TEXT PROVIDED:

In the next series of experiments, we determined the optimal amount of aqueous solution of nanospheres, which was taken from a purchased solution and centrifuged. Then the water was removed from it, and finally the dry spheres were mixed with solvent in the form of isopropyl alcohol and propylene glycol.

As can be seen from the plot (Fig. 4a), a good coverage area close to 100% is achieved at nanosphere content (in this case the percentage ratio of the volume of the aqueous nanosphere solution discussed above to the total volume of isopropyl and propylene glycol) starting from 29%. Smaller content values produce a large number of empty spaces on the substrate, as can be seen in Fig. 4b. However, the number of bilayers begins to increase sharply at nanosphere content of 37% and higher. This indicates that at the selected technological parameters of the spin speed and time, a larger amount of polystyrene remains on the substrate than is necessary for the close-packed monolayer coating (Fig. 4d). Therefore, a nanosphere content of 29% was selected for further experiments, corresponding to the volume of the initially sampled aqueous nanosphere solution of 40 µl. At this chosen value, the coverage area was equal to 95.3%, and there were no bilayers (Fig. 4c).

Figure 4

(a) Plot of dependence of substrate coverage area by monolayer and bilayer of PS nanospheres on content of nanospheres in solution; (b–d) microphotographs of nanosphere coatings obtained at varying content of nanospheres in solution.

The viscosity of the solution also has a significant effect on solvent evaporation and self-assembly of the nanospheres, and hence on the coverage area and the number of bilayers. Solution viscosity can be controlled by changing the relative concentrations of isopropyl alcohol and propylene glycol in the solution. Nanospheres without solvent are not capable to self-assemble into a dense hexagonal package, because there are electrostatic repulsive forces between them, which are overcome by surface tension forces arising from solvent carriers in the colloidal solution³⁸. In addition, propylene glycol, which has two O–H groups and a small hydrophobic chain, wets the polystyrene surface more strongly than water and isopropyl alcohol, so it reduces the hydrophobic interactions of nanospheres in the solvent, which prevent the processes of reorientation and compaction of particles³⁹. As can be seen from the plot (Fig. 5a), increasing the content of isopropyl alcohol (in this case the percentage ratio of the alcohol volume to the total volume of nanospheres and propylene glycol) from 23 to 103% leads to decreasing the total coverage area of the substrate, while the number of bilayer regions also decreases and is close to 0 at the content of isopropyl more than 83%. This is probably due to the fact that the small volume of isopropyl, which has a viscosity slightly higher than a viscosity of water, evaporates very quickly. Consequently, only propylene glycol with much higher viscosity remains in the solution, and it becomes more difficult for the nanospheres to move across the substrate surface with such excessive solution viscosity. As a result, more than one monolayer remains on the substrate (Fig. 5b). Increasing the content of isopropyl in the solution leads to a more rarefied and non-uniform coating (Fig. 5d). Due to decreasing the relative concentration of propylene glycol, the compaction forces are not capable to overcome the barrier of hydrophobic interactions to order the particles, as a result of which the nanospheres are randomly fixed on the substrate. Thus, the optimal value of the isopropyl content in the solution was found to be 83%, corresponding to the alcohol volume of 80 µl. At this chosen value, the substrate is filled with a close-packed array by 97.6%, and there are approximately 0.6% bilayer areas (Fig. 5c).

STATED PROBLEM A:
Based on the nanosphere coating text, decide whether each statement agrees with it. Answer yes or no for each, and quote the words of the text that settle it.
(i) A nanosphere content of 29% was chosen for the later experiments.
(ii) The number of bilayers starts to rise sharply at a nanosphere content of 29%.
(iii) At the optimal isopropyl content, roughly 0.6% of the substrate is bilayer area.

RECORDS PROVIDED:
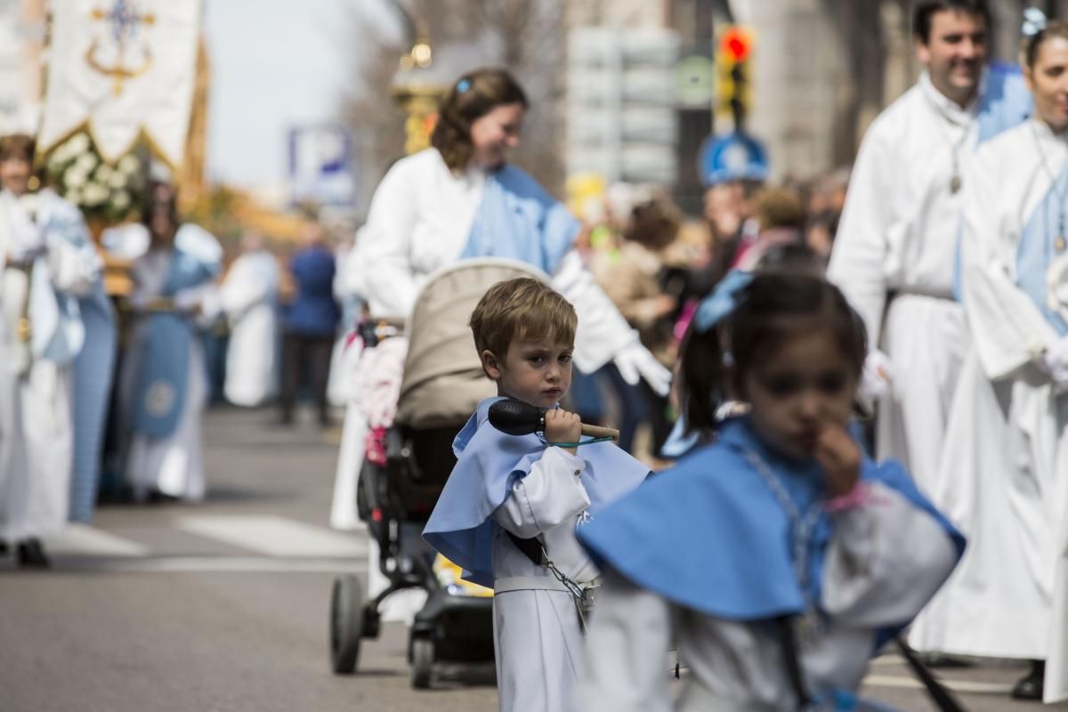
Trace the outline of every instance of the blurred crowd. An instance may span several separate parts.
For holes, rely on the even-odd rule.
[[[807,181],[731,179],[710,186],[701,218],[671,197],[612,186],[582,206],[580,249],[598,284],[668,368],[693,311],[731,269],[788,264],[822,272],[845,204],[848,169]],[[583,420],[615,425],[621,446],[658,464],[677,404],[613,364],[580,375],[572,406]]]

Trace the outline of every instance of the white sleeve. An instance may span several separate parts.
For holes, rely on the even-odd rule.
[[[836,623],[877,628],[911,620],[957,563],[930,513],[879,482],[870,501],[834,516],[823,569],[823,610]]]
[[[220,306],[231,319],[239,318],[270,296],[273,283],[258,276],[254,266],[241,262],[241,258],[231,267],[226,280],[219,287]]]
[[[104,268],[96,247],[90,241],[75,244],[62,238],[51,239],[47,259],[52,286],[74,297],[88,296]]]
[[[575,524],[590,507],[580,475],[586,463],[559,447],[546,447],[525,477],[517,479],[493,521],[521,539]]]
[[[561,260],[552,275],[553,288],[575,305],[579,329],[575,334],[575,365],[592,374],[619,351],[638,343],[638,332],[630,328],[575,250]]]
[[[1002,243],[1009,225],[998,217],[1002,173],[980,154],[964,180],[964,225],[960,244],[961,287],[979,363],[988,378],[1012,374],[1057,339],[1057,333],[1017,286],[1008,263],[1017,244]]]
[[[671,605],[612,569],[602,576],[572,712],[670,712]]]
[[[367,222],[345,265],[347,287],[362,294],[376,316],[406,316],[415,303],[410,250],[418,196],[414,176],[406,168],[402,160],[378,184]]]
[[[886,304],[883,266],[888,252],[888,231],[893,220],[893,180],[897,161],[884,145],[882,122],[876,122],[861,144],[846,193],[846,204],[831,250],[827,278],[842,289],[861,315],[868,345],[879,346],[882,312]]]
[[[356,234],[356,242],[344,256],[337,259],[337,269],[334,271],[333,295],[337,303],[342,303],[352,297],[363,298],[363,286],[360,282],[359,250],[357,247],[363,239],[365,230],[361,227]]]

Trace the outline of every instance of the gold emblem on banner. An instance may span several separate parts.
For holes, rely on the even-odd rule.
[[[94,9],[90,14],[96,21],[109,23],[107,35],[114,42],[115,61],[111,66],[107,66],[99,59],[97,53],[101,48],[101,39],[94,38],[93,43],[85,50],[85,63],[95,72],[110,77],[114,81],[114,94],[120,96],[123,93],[123,82],[136,77],[140,77],[152,66],[152,50],[142,43],[142,60],[139,66],[129,67],[126,65],[126,57],[130,45],[137,39],[140,26],[152,26],[156,23],[156,16],[138,12],[136,3],[130,0],[115,0],[111,10],[104,11]]]

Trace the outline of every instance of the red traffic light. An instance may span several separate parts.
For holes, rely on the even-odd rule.
[[[753,41],[741,28],[733,27],[723,33],[720,48],[734,62],[744,62],[753,49]]]

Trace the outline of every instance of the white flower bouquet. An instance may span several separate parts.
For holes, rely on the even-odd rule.
[[[97,153],[89,133],[79,131],[45,157],[45,173],[56,192],[87,217],[120,222],[141,204],[146,185],[141,161],[123,156],[114,164]]]

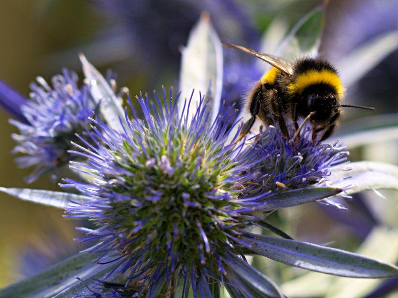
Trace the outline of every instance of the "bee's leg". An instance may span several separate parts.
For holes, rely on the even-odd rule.
[[[254,124],[254,122],[256,121],[256,116],[258,115],[260,112],[260,101],[262,91],[262,86],[260,85],[257,87],[253,93],[250,107],[250,114],[252,115],[252,117],[243,124],[240,133],[239,133],[239,137],[238,137],[238,138],[233,142],[233,145],[236,144],[243,139],[243,138],[249,133],[253,127],[253,125]]]
[[[330,118],[330,121],[329,122],[328,124],[326,126],[324,126],[323,127],[320,127],[319,128],[313,131],[312,132],[312,143],[315,145],[315,135],[317,133],[321,131],[321,130],[325,129],[325,131],[323,132],[323,133],[322,134],[322,136],[320,137],[319,142],[317,144],[320,143],[322,141],[324,141],[328,138],[329,138],[332,134],[333,134],[334,130],[336,129],[336,121],[338,119],[339,117],[340,116],[340,112],[337,112],[334,115],[333,115],[333,117]]]
[[[298,124],[297,123],[297,119],[298,118],[298,113],[297,110],[297,103],[295,104],[295,106],[293,107],[293,124],[295,125],[295,130],[296,130],[296,133],[295,134],[295,136],[297,136],[296,139],[297,139],[297,141],[296,142],[295,141],[294,137],[293,142],[295,143],[298,143],[300,142],[300,133],[299,130],[298,129]],[[298,132],[298,133],[297,133],[297,132]]]
[[[324,141],[333,134],[334,132],[334,130],[336,129],[336,121],[338,119],[339,117],[340,117],[340,112],[338,111],[336,114],[333,115],[332,119],[330,119],[330,122],[329,123],[329,127],[323,133],[323,134],[322,135],[319,142]]]
[[[288,128],[286,127],[286,123],[285,122],[283,116],[278,116],[278,122],[279,123],[279,128],[281,129],[281,132],[282,132],[282,135],[283,135],[285,138],[289,142],[290,140],[290,137],[289,136],[289,132],[288,131]]]

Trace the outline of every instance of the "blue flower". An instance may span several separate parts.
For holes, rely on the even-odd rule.
[[[20,107],[27,123],[10,120],[20,134],[12,136],[18,144],[13,152],[26,154],[16,158],[18,166],[35,166],[26,178],[28,182],[72,158],[67,152],[70,142],[77,139],[75,134],[85,131],[96,106],[88,88],[79,88],[78,80],[75,73],[64,70],[53,77],[52,88],[39,77],[38,84],[30,85],[32,100]]]
[[[295,130],[289,127],[290,134]],[[256,145],[258,158],[262,175],[258,182],[261,192],[278,187],[294,189],[323,184],[330,175],[333,166],[347,161],[348,152],[338,142],[333,144],[311,141],[310,126],[304,126],[298,142],[292,143],[281,134],[280,131],[269,126]]]
[[[100,254],[98,263],[114,264],[99,292],[98,282],[90,291],[117,292],[122,285],[124,291],[158,297],[184,285],[184,293],[192,287],[196,297],[211,297],[217,282],[247,297],[252,286],[242,284],[240,275],[248,266],[264,288],[257,291],[281,297],[272,281],[237,257],[251,247],[245,229],[262,220],[255,214],[256,207],[262,210],[274,191],[280,191],[274,181],[301,188],[319,182],[328,167],[341,161],[340,150],[314,148],[302,139],[296,147],[302,149],[298,157],[275,129],[253,146],[228,144],[233,106],[211,123],[201,99],[189,123],[191,100],[178,111],[178,96],[173,100],[172,90],[169,96],[163,93],[164,110],[156,92],[156,104],[147,95],[137,97],[143,120],[130,102],[134,117],[129,119],[126,113],[123,131],[92,119],[95,126],[87,131],[92,141],[81,137],[85,146],[72,151],[87,157],[70,163],[89,182],[66,179],[61,186],[91,199],[74,202],[66,216],[93,221],[97,228],[80,228],[87,237],[78,240],[99,240],[89,251]],[[268,182],[257,183],[264,175]]]

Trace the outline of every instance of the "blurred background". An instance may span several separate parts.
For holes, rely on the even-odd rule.
[[[275,18],[282,20],[288,30],[321,2],[315,0],[2,0],[0,78],[27,97],[29,84],[37,75],[49,80],[65,67],[75,70],[81,77],[78,53],[83,52],[102,73],[108,69],[115,72],[118,85],[128,87],[132,95],[159,89],[162,84],[177,86],[179,50],[201,12],[210,13],[222,40],[258,49],[263,33]],[[337,63],[372,39],[398,30],[397,11],[398,1],[394,0],[330,1],[326,11],[321,55]],[[250,63],[251,57],[227,52],[224,51],[226,68],[235,59]],[[235,55],[237,56],[228,56]],[[239,101],[247,88],[246,82],[259,78],[250,68],[239,67],[231,69],[238,78],[229,82],[233,92],[223,94],[223,99],[230,102]],[[348,122],[398,111],[398,51],[392,51],[352,86],[346,103],[374,106],[377,112],[347,110],[343,122],[357,123],[360,127],[363,123],[358,120]],[[23,177],[31,169],[18,169],[14,162],[10,151],[14,144],[10,135],[16,132],[16,129],[8,123],[9,117],[0,110],[0,185],[24,187]],[[398,123],[394,114],[389,117],[396,125]],[[347,127],[352,127],[351,124],[345,126],[343,123],[342,131]],[[397,164],[397,149],[396,141],[384,141],[356,147],[351,150],[351,158]],[[57,188],[48,176],[29,186]],[[376,225],[398,226],[398,201],[394,200],[397,194],[388,191],[383,194],[387,199],[367,193],[348,200],[346,205],[350,211],[342,215],[319,204],[310,204],[280,212],[273,220],[298,239],[318,244],[333,240],[335,247],[355,251]],[[79,243],[71,240],[78,236],[74,227],[76,221],[62,219],[62,215],[55,209],[0,194],[0,287],[82,248]]]

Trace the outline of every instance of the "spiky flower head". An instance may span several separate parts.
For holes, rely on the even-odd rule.
[[[223,282],[228,291],[245,296],[251,286],[241,284],[241,271],[236,268],[247,263],[237,255],[251,247],[244,240],[249,237],[245,230],[262,219],[255,215],[256,206],[263,210],[275,190],[259,192],[255,183],[264,176],[262,162],[269,158],[259,154],[274,145],[244,149],[243,143],[227,143],[232,128],[228,129],[225,120],[232,117],[233,107],[211,123],[202,99],[197,107],[186,102],[182,111],[172,90],[167,96],[163,89],[164,109],[154,95],[155,103],[147,95],[137,97],[143,120],[130,103],[134,117],[130,119],[126,113],[122,131],[92,119],[95,126],[87,131],[92,141],[81,137],[86,148],[76,145],[80,151],[73,152],[88,159],[71,162],[73,168],[89,175],[89,182],[65,179],[62,185],[91,199],[74,202],[67,216],[94,222],[97,228],[81,228],[87,237],[79,240],[100,239],[91,249],[102,253],[98,262],[108,263],[110,256],[115,260],[107,277],[113,282],[112,274],[118,272],[118,278],[134,293],[148,297],[170,293],[175,291],[177,280],[186,293],[192,286],[195,293],[212,297],[212,284]],[[189,123],[192,109],[194,116]],[[273,141],[280,136],[272,134],[269,138]],[[310,154],[305,153],[310,160]],[[292,158],[289,162],[296,160],[293,155],[286,156]],[[256,291],[281,296],[268,278],[254,267],[249,270],[265,281]]]
[[[29,182],[71,159],[70,141],[85,131],[95,108],[88,88],[78,86],[73,72],[63,70],[62,74],[53,76],[52,87],[41,77],[37,80],[30,85],[32,100],[20,107],[28,123],[10,120],[20,134],[12,136],[18,144],[13,152],[26,154],[17,157],[18,166],[35,166],[26,178]]]
[[[293,125],[288,130],[291,136],[296,132]],[[311,132],[310,125],[304,126],[298,140],[288,141],[278,128],[269,126],[255,145],[262,175],[251,188],[261,193],[326,185],[333,167],[348,162],[348,152],[339,141],[314,145]]]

STATED PROBLEM B: List every line of the rows above that contains the word "blurred". Case counts.

PROBLEM SOLUTION A:
(i) Yes: "a nanosphere content of 29% was selected for further experiments"
(ii) No: "the number of bilayers begins to increase sharply at nanosphere content of 37% and higher"
(iii) Yes: "there are approximately 0.6% bilayer areas"

PROBLEM SOLUTION B:
Trace the outline of every instance of the blurred crowd. An instance may span several separate parts.
Trace the outline of every instance of the "blurred background". An instance may span several separate parts.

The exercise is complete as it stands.